Qué se pide >>
¿Qué líneas de los registros contienen la palabra "jersey"? Fíltralas y cópialas todas.

Registros mostrados >>
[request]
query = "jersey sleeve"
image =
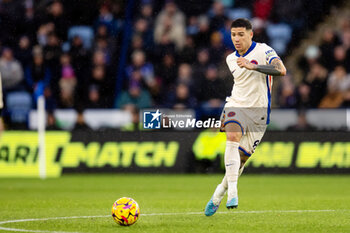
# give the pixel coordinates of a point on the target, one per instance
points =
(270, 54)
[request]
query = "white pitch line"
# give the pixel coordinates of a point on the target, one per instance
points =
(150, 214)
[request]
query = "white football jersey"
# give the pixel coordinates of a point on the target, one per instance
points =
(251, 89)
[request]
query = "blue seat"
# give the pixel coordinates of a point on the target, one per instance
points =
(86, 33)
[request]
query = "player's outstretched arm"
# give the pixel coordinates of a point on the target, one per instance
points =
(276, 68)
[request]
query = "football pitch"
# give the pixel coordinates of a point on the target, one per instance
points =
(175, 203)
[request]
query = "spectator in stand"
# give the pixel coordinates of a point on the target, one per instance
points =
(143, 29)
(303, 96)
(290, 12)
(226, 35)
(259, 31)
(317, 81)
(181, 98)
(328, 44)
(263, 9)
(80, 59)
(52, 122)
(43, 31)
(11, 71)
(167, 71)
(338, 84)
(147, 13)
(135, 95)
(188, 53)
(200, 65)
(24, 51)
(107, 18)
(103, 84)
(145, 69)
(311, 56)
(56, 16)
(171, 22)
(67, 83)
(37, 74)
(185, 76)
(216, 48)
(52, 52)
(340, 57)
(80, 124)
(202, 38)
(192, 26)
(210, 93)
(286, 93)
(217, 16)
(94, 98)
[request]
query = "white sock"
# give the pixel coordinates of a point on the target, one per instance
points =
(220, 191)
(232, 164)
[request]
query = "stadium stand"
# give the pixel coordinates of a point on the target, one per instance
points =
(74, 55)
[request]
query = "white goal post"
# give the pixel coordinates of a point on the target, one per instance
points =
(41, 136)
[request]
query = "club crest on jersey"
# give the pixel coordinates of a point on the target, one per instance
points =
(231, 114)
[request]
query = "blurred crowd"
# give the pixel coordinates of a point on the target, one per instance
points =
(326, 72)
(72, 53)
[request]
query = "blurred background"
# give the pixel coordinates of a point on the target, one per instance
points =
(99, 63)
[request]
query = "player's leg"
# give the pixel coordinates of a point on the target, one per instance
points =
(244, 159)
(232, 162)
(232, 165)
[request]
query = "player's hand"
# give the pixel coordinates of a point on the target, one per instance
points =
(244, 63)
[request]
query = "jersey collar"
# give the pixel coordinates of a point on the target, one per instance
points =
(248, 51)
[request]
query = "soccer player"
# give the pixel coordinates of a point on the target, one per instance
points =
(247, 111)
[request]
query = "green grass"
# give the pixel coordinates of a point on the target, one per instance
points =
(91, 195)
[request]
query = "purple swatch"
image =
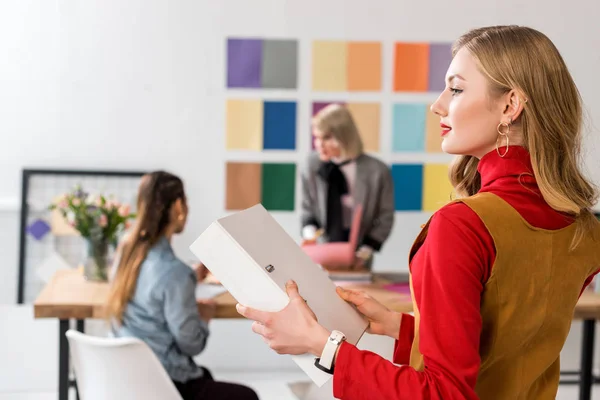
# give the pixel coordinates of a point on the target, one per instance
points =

Respuesta escrita >>
query = "jersey sleeve"
query = "white football jersey"
query = "club crest on jersey"
query = "jersey collar"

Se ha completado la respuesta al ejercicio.